## [Supplied material]
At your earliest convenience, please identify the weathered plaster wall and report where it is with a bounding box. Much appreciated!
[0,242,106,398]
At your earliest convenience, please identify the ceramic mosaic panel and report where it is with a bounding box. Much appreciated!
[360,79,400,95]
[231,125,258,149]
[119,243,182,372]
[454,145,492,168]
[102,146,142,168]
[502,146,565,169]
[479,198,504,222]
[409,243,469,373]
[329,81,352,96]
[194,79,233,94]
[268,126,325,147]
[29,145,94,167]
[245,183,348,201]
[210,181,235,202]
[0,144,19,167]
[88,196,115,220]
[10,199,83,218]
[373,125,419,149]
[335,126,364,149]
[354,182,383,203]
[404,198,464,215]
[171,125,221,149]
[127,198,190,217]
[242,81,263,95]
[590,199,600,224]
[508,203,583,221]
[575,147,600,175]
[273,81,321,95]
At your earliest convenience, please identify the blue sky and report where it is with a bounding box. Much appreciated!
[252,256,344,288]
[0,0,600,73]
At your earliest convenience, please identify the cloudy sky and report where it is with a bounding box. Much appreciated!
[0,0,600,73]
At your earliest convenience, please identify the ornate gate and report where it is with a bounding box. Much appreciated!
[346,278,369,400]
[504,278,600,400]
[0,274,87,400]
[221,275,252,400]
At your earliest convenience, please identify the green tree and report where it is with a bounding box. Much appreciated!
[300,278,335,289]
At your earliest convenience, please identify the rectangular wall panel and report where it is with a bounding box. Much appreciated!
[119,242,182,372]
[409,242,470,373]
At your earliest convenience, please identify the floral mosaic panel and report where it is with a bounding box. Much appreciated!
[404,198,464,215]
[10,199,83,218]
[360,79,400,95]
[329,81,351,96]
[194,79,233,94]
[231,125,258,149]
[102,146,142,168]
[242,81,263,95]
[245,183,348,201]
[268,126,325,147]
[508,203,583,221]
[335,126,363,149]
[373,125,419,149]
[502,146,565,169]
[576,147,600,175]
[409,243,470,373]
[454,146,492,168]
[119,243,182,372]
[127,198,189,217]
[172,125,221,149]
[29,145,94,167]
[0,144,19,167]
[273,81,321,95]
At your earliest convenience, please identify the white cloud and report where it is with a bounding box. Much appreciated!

...

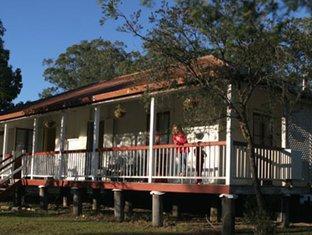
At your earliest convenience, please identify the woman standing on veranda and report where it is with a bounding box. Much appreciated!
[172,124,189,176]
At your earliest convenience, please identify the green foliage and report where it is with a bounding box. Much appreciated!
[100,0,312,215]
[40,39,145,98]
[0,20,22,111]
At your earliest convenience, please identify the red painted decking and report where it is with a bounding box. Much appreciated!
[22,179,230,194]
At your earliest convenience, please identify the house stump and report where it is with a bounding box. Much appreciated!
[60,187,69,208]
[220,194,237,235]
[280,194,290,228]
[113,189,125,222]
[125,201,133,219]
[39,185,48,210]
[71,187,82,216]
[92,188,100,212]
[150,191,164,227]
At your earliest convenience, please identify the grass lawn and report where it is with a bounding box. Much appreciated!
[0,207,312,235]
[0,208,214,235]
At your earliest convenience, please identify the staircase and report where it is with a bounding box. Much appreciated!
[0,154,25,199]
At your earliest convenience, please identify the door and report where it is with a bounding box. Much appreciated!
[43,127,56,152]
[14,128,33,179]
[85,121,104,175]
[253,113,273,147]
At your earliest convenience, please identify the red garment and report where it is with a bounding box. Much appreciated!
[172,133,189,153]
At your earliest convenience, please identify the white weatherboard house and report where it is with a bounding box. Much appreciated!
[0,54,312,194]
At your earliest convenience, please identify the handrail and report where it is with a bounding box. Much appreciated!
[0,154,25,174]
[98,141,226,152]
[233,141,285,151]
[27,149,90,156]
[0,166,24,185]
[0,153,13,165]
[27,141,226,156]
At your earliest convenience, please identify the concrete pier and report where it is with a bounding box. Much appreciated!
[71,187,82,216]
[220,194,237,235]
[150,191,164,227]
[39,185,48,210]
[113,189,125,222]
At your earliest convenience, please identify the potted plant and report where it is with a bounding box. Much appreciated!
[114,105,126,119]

## [Task to complete]
Update the lines from the one containing "At your earliest convenience, please identify the rectangular" to the one containing "[409,242,470,373]" by changing "rectangular wall panel" to "rectangular tiled panel", and leave everything else in them unchanged.

## [Completed task]
At your earliest convenience, please identify the rectangular tiled panel and report where it is with a bounding box. Much appreciated!
[119,242,182,372]
[409,242,470,373]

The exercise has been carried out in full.